## Testo estratto
==============================

Dovrebbe fare meno danni della scossa che si è sentita in gennaio, ma il terremoto politico che potrebbe colpire Parma lunedì, con i risultati del secondo turno delle amministrative, potrebbe far tremare la terra dalla vicina Bologna fino a Roma.
Nel capoluogo emiliano, infatti, sta per svolgersi un ballottaggio inedito: da un lato il candidato del centrosinistra, Vincenzo Bernazzoli (39,20% al primo turno), dall’altro Federico Pizzarotti del Movimento 5 Stelle (19,47%). Il fatto è che, come ha rivelato Libero, i sondaggi danno il grillino in vantaggio, addirittura con il 53%. Un dato che sta producendo reazioni a catena molto interessanti.

==============================

## Dati estratti
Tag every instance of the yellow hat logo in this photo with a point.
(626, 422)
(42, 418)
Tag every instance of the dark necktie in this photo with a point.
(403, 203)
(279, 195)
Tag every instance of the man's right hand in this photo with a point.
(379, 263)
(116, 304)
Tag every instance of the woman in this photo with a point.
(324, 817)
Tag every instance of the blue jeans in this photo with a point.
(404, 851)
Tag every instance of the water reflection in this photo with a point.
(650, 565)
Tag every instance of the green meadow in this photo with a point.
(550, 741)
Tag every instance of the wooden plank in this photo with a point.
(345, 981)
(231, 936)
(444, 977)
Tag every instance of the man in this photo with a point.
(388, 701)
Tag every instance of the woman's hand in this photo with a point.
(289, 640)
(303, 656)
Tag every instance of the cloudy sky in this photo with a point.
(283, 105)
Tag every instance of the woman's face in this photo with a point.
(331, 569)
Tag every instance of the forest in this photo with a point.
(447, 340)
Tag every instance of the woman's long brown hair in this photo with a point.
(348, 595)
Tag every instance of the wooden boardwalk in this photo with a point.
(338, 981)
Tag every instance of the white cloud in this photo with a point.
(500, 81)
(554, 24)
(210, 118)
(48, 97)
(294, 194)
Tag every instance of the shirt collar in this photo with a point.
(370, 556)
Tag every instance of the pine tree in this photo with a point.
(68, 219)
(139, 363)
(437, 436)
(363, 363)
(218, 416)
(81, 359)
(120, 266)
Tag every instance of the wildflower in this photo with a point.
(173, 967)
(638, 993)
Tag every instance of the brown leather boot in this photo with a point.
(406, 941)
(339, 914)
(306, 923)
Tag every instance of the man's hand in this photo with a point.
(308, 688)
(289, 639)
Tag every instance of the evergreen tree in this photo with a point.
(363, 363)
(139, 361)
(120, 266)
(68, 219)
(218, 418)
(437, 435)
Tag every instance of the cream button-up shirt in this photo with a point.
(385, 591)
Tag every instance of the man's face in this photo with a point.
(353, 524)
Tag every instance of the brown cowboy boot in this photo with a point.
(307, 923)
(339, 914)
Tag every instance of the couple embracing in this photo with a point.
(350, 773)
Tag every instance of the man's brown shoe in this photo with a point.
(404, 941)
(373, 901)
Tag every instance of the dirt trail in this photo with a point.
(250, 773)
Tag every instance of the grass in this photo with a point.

==============================

## Attività da svolgere
[A] Riporta il passo del testo sul ballottaggio di Parma da "Dovrebbe fare meno" a "fino a Roma.".
[B] Riassumi in due frasi il testo sul ballottaggio di Parma.

## Esiti delle attività
[A]
Dovrebbe fare meno danni della scossa che si è sentita in gennaio, ma il terremoto politico che potrebbe colpire Parma lunedì, con i risultati del secondo turno delle amministrative, potrebbe far tremare la terra dalla vicina Bologna fino a Roma.

[B] Al secondo turno delle amministrative di Parma si sfidano Vincenzo Bernazzoli del centrosinistra, con il 39,20% al primo turno, e Federico Pizzarotti del Movimento 5 Stelle, con il 19,47%. Secondo i sondaggi rivelati da Libero, Pizzarotti è in vantaggio con il 53%, un dato che sta producendo reazioni a catena e che potrebbe far tremare la politica da Bologna fino a Roma.